▶ _THE PROBLEM_:
Each line of the entries that mentions the string "pixel" needs to be reported.

Stored records:
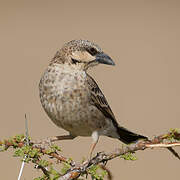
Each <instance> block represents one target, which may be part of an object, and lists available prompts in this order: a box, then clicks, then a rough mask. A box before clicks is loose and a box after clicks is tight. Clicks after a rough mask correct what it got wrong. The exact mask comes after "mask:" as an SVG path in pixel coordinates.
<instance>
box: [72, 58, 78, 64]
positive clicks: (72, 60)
mask: <svg viewBox="0 0 180 180" xmlns="http://www.w3.org/2000/svg"><path fill="white" fill-rule="evenodd" d="M72 63H73V64H77V63H80V61H78V60H77V59H73V58H72Z"/></svg>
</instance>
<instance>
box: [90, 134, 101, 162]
mask: <svg viewBox="0 0 180 180" xmlns="http://www.w3.org/2000/svg"><path fill="white" fill-rule="evenodd" d="M91 137H92V139H93V143H92V145H91V148H90V152H89V157H90V159H91V157H92V153H93V150H94V148H95V147H96V144H97V143H98V140H99V134H98V132H97V131H94V132H93V133H92V135H91Z"/></svg>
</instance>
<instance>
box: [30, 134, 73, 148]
mask: <svg viewBox="0 0 180 180" xmlns="http://www.w3.org/2000/svg"><path fill="white" fill-rule="evenodd" d="M74 138H75V136H73V135H71V134H69V135H63V136H54V137H50V138H46V139H44V140H40V141H36V142H32V143H33V144H34V145H35V146H39V145H40V146H41V145H45V144H46V145H47V144H48V145H51V143H52V142H55V141H60V140H68V139H74ZM42 147H43V146H42Z"/></svg>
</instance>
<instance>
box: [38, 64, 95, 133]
mask: <svg viewBox="0 0 180 180" xmlns="http://www.w3.org/2000/svg"><path fill="white" fill-rule="evenodd" d="M39 90H40V100H41V103H42V105H43V107H44V109H45V111H46V112H47V114H48V115H49V117H50V118H51V120H52V121H53V122H54V123H55V124H56V125H57V126H59V127H62V128H64V129H66V130H68V131H70V132H71V133H74V134H75V132H74V131H78V133H81V132H80V131H83V132H82V135H86V134H83V133H87V135H89V134H91V129H89V130H88V129H87V124H88V122H91V119H92V114H96V112H95V111H96V108H95V107H94V106H91V105H90V101H89V99H90V94H89V90H88V89H87V86H86V73H85V72H84V71H79V70H74V69H68V68H64V67H61V66H56V67H48V69H47V70H46V72H45V73H44V75H43V76H42V78H41V81H40V84H39ZM93 112H94V113H93ZM89 127H91V126H89Z"/></svg>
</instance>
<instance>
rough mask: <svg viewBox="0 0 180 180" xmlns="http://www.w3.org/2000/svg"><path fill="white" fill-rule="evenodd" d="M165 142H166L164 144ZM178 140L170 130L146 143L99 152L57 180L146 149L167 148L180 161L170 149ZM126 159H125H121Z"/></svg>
mask: <svg viewBox="0 0 180 180" xmlns="http://www.w3.org/2000/svg"><path fill="white" fill-rule="evenodd" d="M164 140H166V142H164ZM179 140H180V133H179V132H178V131H177V130H172V131H171V132H169V133H168V134H163V135H160V136H157V137H154V138H153V139H152V140H148V141H139V142H137V143H136V144H131V145H129V146H122V148H118V149H116V150H114V152H111V153H104V152H100V153H97V155H96V156H95V157H94V158H93V159H91V160H90V161H86V162H84V163H83V164H82V165H81V166H79V167H73V168H71V169H70V170H69V171H68V172H67V173H66V174H65V175H64V176H61V177H60V178H59V179H58V180H73V179H76V178H78V177H79V176H80V175H81V174H84V173H86V172H87V170H88V168H90V167H91V166H94V165H97V164H100V163H106V162H107V161H109V160H112V159H114V158H116V157H119V156H123V155H126V154H128V153H134V152H136V151H139V150H145V149H148V148H151V149H154V148H168V150H170V152H172V153H173V155H175V156H176V157H177V158H178V159H180V156H179V155H178V153H177V152H176V151H175V150H174V149H172V147H175V146H180V142H176V141H179ZM123 158H125V159H126V157H123Z"/></svg>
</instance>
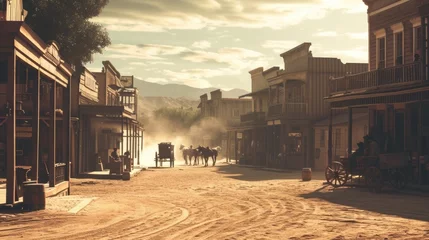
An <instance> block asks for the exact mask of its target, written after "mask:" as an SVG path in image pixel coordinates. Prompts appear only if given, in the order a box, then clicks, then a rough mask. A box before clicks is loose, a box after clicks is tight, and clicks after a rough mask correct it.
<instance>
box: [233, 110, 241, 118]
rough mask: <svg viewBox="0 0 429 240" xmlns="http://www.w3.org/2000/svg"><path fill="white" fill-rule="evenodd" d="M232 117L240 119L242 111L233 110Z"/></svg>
mask: <svg viewBox="0 0 429 240" xmlns="http://www.w3.org/2000/svg"><path fill="white" fill-rule="evenodd" d="M232 116H233V117H240V110H239V109H233V110H232Z"/></svg>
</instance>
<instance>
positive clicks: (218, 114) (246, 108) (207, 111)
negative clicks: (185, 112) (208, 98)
mask: <svg viewBox="0 0 429 240" xmlns="http://www.w3.org/2000/svg"><path fill="white" fill-rule="evenodd" d="M200 100H201V102H200V104H199V105H198V108H200V110H201V115H202V118H206V119H207V118H213V119H216V121H217V122H218V125H219V127H218V130H219V131H218V132H217V134H215V135H210V136H208V135H207V136H203V138H202V139H201V140H200V142H201V145H204V146H212V147H214V146H221V148H222V150H221V154H222V155H224V156H225V155H226V153H227V149H228V139H229V137H228V135H229V134H228V131H227V129H229V128H232V127H236V126H239V125H240V116H241V115H242V114H246V113H249V112H251V111H252V100H251V99H236V98H223V97H222V92H221V90H220V89H218V90H215V91H212V92H210V100H209V99H208V95H207V94H204V95H201V96H200Z"/></svg>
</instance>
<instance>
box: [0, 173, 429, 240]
mask: <svg viewBox="0 0 429 240" xmlns="http://www.w3.org/2000/svg"><path fill="white" fill-rule="evenodd" d="M299 177H300V175H299V173H297V172H290V173H277V172H269V171H262V170H256V169H249V168H243V167H238V166H233V165H220V166H218V167H210V168H203V167H183V166H176V168H174V169H168V168H165V169H156V170H148V171H143V172H141V173H140V174H139V175H138V176H137V177H135V178H133V179H131V181H128V182H125V181H108V180H87V179H79V180H76V179H75V180H73V186H72V191H73V195H75V196H82V197H96V198H97V199H95V200H94V201H92V202H91V203H90V204H89V205H88V206H86V207H85V208H84V209H83V210H82V211H80V212H79V213H77V214H70V213H67V210H65V211H64V209H62V208H61V207H60V206H55V204H53V203H56V202H55V201H57V202H61V201H59V200H58V199H57V200H49V201H48V203H49V204H48V209H47V210H45V211H40V212H33V213H25V214H23V213H13V214H12V213H7V214H2V217H1V218H0V221H1V224H0V237H1V238H3V239H17V238H23V239H180V240H182V239H386V238H387V239H429V200H428V198H427V197H421V196H420V197H417V196H408V195H400V194H393V193H383V194H374V193H370V192H368V191H367V190H366V189H351V188H340V189H336V190H333V189H332V188H331V187H327V186H324V185H323V184H322V183H323V177H322V174H320V173H319V174H313V181H311V182H301V180H299ZM53 201H54V202H53ZM64 202H65V201H64ZM60 205H61V204H60ZM65 205H67V204H65Z"/></svg>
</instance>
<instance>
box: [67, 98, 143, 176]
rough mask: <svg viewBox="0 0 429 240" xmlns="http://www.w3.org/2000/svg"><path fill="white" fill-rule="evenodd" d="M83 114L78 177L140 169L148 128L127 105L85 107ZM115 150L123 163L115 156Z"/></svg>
mask: <svg viewBox="0 0 429 240" xmlns="http://www.w3.org/2000/svg"><path fill="white" fill-rule="evenodd" d="M79 114H80V117H79V132H80V133H79V136H80V139H79V141H80V144H79V153H78V156H79V158H78V160H77V161H78V162H77V166H76V168H77V169H76V170H75V171H76V172H77V173H78V174H77V175H78V176H82V175H86V176H91V174H89V173H94V172H99V173H103V172H104V171H105V170H108V171H109V175H112V174H115V175H122V173H123V172H124V171H127V172H132V170H133V169H134V167H135V166H140V155H141V152H142V151H143V131H144V129H143V127H142V126H141V125H140V123H139V122H137V121H136V120H134V119H133V118H132V117H131V116H130V115H128V113H127V112H126V110H125V107H124V106H100V105H81V106H80V112H79ZM115 148H116V149H117V153H118V155H119V159H120V161H114V159H113V158H112V157H111V154H112V152H113V151H114V149H115Z"/></svg>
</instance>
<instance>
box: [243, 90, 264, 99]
mask: <svg viewBox="0 0 429 240" xmlns="http://www.w3.org/2000/svg"><path fill="white" fill-rule="evenodd" d="M262 93H268V88H264V89H261V90H258V91H256V92H251V93H248V94H244V95H241V96H239V97H238V98H239V99H240V98H244V97H253V96H256V95H258V94H262Z"/></svg>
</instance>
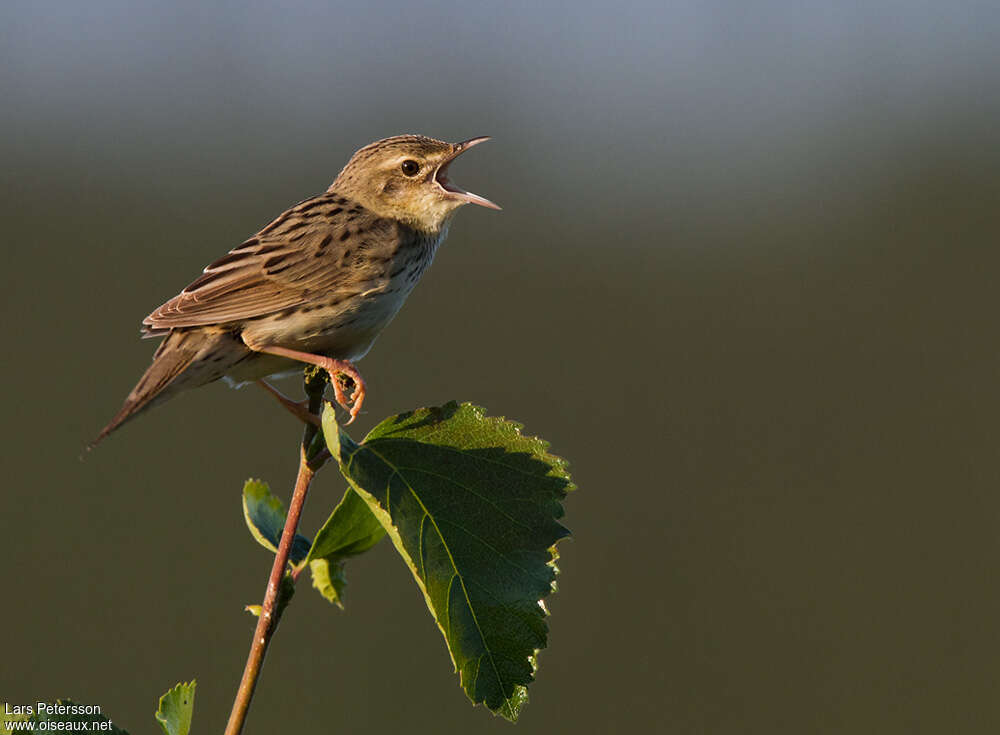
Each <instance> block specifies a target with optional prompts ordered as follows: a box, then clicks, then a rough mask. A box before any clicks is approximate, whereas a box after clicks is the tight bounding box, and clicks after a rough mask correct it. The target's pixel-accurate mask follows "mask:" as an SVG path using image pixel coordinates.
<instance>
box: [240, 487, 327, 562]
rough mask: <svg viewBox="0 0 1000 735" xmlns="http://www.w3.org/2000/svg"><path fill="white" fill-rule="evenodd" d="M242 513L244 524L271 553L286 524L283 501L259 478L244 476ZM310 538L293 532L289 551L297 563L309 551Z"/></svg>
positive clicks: (275, 546)
mask: <svg viewBox="0 0 1000 735" xmlns="http://www.w3.org/2000/svg"><path fill="white" fill-rule="evenodd" d="M243 517H244V518H245V519H246V522H247V528H249V529H250V533H251V534H253V537H254V538H255V539H256V540H257V543H259V544H260V545H261V546H263V547H264V548H265V549H268V550H269V551H270V552H271V553H277V551H278V542H279V541H280V540H281V532H282V531H283V530H284V528H285V505H284V503H282V502H281V500H280V499H279V498H277V497H275V496H274V495H272V494H271V489H270V488H269V487H268V486H267V483H266V482H263V481H262V480H247V481H246V483H244V485H243ZM310 546H311V544H310V543H309V539H307V538H306V537H305V536H303V535H301V534H298V533H297V534H295V540H294V541H293V542H292V551H291V554H290V555H289V558H290V559H291V562H292V564H294V565H295V566H298V565H299V563H301V562H302V560H303V559H305V558H306V554H308V553H309V547H310Z"/></svg>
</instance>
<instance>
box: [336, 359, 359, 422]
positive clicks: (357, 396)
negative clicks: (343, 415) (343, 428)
mask: <svg viewBox="0 0 1000 735" xmlns="http://www.w3.org/2000/svg"><path fill="white" fill-rule="evenodd" d="M341 378H348V379H350V381H351V382H352V383H353V384H354V390H353V391H352V392H351V397H350V399H348V397H347V394H346V393H345V392H344V383H343V381H342V380H341ZM330 382H331V383H332V384H333V395H334V398H336V400H337V403H339V404H340V405H341V406H342V407H343V408H344V410H346V411H347V412H348V413H349V414H350V416H351V418H349V419H348V420H347V422H346V424H351V423H353V422H354V419H356V418H357V417H358V414H359V413H361V404H362V403H364V400H365V381H364V380H362V378H361V375H360V374H359V373H358V371H357V370H355V369H353V368H352V369H351V370H344V369H338V370H336V371H335V372H334V373H333V374H331V375H330ZM346 424H345V425H346Z"/></svg>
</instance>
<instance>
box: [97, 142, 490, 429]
mask: <svg viewBox="0 0 1000 735" xmlns="http://www.w3.org/2000/svg"><path fill="white" fill-rule="evenodd" d="M485 140H489V138H488V137H479V138H472V139H470V140H466V141H464V142H462V143H445V142H443V141H440V140H434V139H433V138H426V137H424V136H420V135H398V136H395V137H392V138H386V139H385V140H379V141H376V142H374V143H372V144H370V145H367V146H365V147H364V148H362V149H361V150H359V151H358V152H357V153H355V154H354V155H353V156H352V157H351V160H350V161H349V162H348V163H347V165H346V166H345V167H344V170H343V171H341V172H340V175H339V176H337V178H336V180H335V181H334V182H333V184H331V185H330V188H329V189H327V190H326V192H325V193H323V194H320V195H319V196H317V197H313V198H311V199H306V200H305V201H304V202H300V203H299V204H296V205H295V206H294V207H292V208H291V209H289V210H287V211H286V212H284V213H283V214H281V215H280V216H279V217H278V218H277V219H275V220H274V221H273V222H271V223H270V224H269V225H267V227H265V228H264V229H262V230H261V231H260V232H258V233H257V234H256V235H254V236H253V237H251V238H250V239H249V240H247V241H246V242H244V243H243V244H241V245H240V246H239V247H236V248H234V249H233V250H230V251H229V253H228V254H227V255H225V256H223V257H222V258H220V259H219V260H216V261H215V262H214V263H212V264H211V265H209V266H208V267H206V268H205V270H204V272H203V274H202V275H201V276H200V277H199V278H197V279H196V280H195V281H194V282H193V283H192V284H191V285H190V286H188V287H187V288H185V289H184V290H183V291H181V292H180V293H179V294H178V295H177V296H175V297H174V298H172V299H170V301H168V302H167V303H165V304H163V306H161V307H160V308H158V309H156V310H155V311H154V312H153V313H152V314H150V315H149V316H148V317H146V318H145V320H143V323H142V330H143V333H144V336H146V337H161V336H162V337H165V339H164V340H163V342H162V343H161V344H160V346H159V348H158V349H157V350H156V353H155V354H154V355H153V364H152V365H150V366H149V369H147V370H146V372H145V374H143V376H142V378H140V379H139V382H138V384H137V385H136V386H135V388H133V389H132V392H131V393H130V394H129V395H128V398H126V399H125V403H124V405H123V406H122V408H121V410H120V411H119V412H118V413H117V414H116V415H115V417H114V418H113V419H112V420H111V422H110V423H109V424H108V425H107V426H106V427H104V429H103V430H102V431H101V433H100V435H99V436H98V437H97V439H96V440H95V441H94V443H93V444H92V445H91V446H93V445H95V444H97V442H99V441H100V440H101V439H103V438H104V437H106V436H107V435H108V434H110V433H111V432H112V431H114V430H115V429H117V428H118V427H119V426H121V425H122V424H124V423H125V422H126V421H128V420H129V419H131V418H133V417H135V416H137V415H138V414H140V413H142V412H143V411H145V410H146V409H148V408H152V407H153V406H155V405H158V404H160V403H162V402H163V401H166V400H167V399H168V398H171V397H173V396H174V395H176V394H177V393H179V392H180V391H183V390H187V389H188V388H195V387H197V386H200V385H205V384H206V383H210V382H212V381H215V380H218V379H219V378H225V379H226V380H227V381H229V382H231V383H234V384H242V383H246V382H249V381H262V379H263V378H265V377H267V376H274V375H279V374H282V373H288V372H292V371H295V370H296V369H298V368H299V367H301V364H302V363H310V364H313V365H318V366H320V367H322V368H324V369H325V370H327V371H328V372H329V373H330V382H331V384H332V385H333V386H334V392H335V394H336V398H337V402H338V403H340V405H342V406H343V407H344V408H347V409H349V411H350V415H351V418H350V421H353V420H354V419H355V418H356V417H357V415H358V412H359V411H360V410H361V405H362V403H363V401H364V397H365V383H364V380H362V378H361V375H360V373H358V371H357V369H356V368H355V367H354V365H353V364H352V363H353V362H354V361H357V360H360V359H361V358H362V357H364V355H365V354H366V353H367V352H368V350H370V349H371V346H372V344H373V343H374V342H375V339H376V338H377V337H378V335H379V333H380V332H381V331H382V330H383V329H385V327H386V325H387V324H388V323H389V322H390V321H392V318H393V317H394V316H395V315H396V313H397V312H398V311H399V309H400V307H401V306H402V305H403V302H404V301H405V300H406V297H407V296H408V295H409V294H410V291H411V290H413V287H414V286H415V285H416V283H417V281H418V280H420V276H421V275H423V272H424V270H425V269H426V268H427V266H429V265H430V264H431V261H432V260H433V259H434V253H435V251H436V250H437V248H438V245H440V244H441V242H442V241H443V240H444V238H445V236H446V234H447V232H448V225H449V223H450V221H451V218H452V216H453V215H454V214H455V211H456V210H457V209H458V208H459V207H461V206H462V205H463V204H468V203H472V204H479V205H480V206H483V207H490V208H491V209H500V207H498V206H497V205H496V204H494V203H493V202H491V201H489V200H488V199H484V198H483V197H481V196H478V195H477V194H472V193H470V192H467V191H465V190H463V189H460V188H459V187H457V186H455V185H454V184H452V183H451V181H450V180H449V179H448V167H449V165H450V164H451V162H452V161H454V160H455V158H456V157H457V156H458V155H459V154H460V153H462V152H463V151H466V150H468V149H469V148H471V147H472V146H474V145H476V144H478V143H481V142H483V141H485ZM340 376H347V377H348V378H350V380H351V381H352V382H353V384H354V390H353V392H352V394H351V397H350V400H348V398H347V397H346V395H345V393H344V389H343V386H342V385H341V381H340ZM262 384H263V383H262ZM263 385H265V387H269V386H266V384H263ZM272 392H273V390H272ZM275 394H276V395H279V394H277V393H276V392H275ZM285 403H286V405H288V406H289V407H290V408H293V410H294V407H295V405H296V404H292V403H291V402H288V401H285ZM348 423H349V422H348Z"/></svg>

▶ _PROBLEM SOLUTION_:
Each <instance> block represents one target, which may be part of an object, and lists available prompts in this order: a box, then clicks, then a rough mask. A box before clicks is loose and a box after clicks is tight. Clicks after a rough mask correct what it got wrong. The exact mask comes after "mask:" as an SVG path in pixel coordinates.
An <instance> block asks for the exact mask of its target, written after "mask:" as an SVG path in image pixel coordinates. Prompts appear only if given, in the order a box, then clicks, then a rough mask. A box before clicks is loose, a box after clicks is tight, and clicks after a rough mask correct it.
Each <instance> block specifies a target with optional prompts ordered as follows: a box, then clicks, then a rough mask. A box before any clicks is approximate, whereas a box after clicks is the tight bounding box, and clicks after a rough mask correct it. The target's pixel-accurate mask follows "mask:" as an SVG path using image pixel coordinates.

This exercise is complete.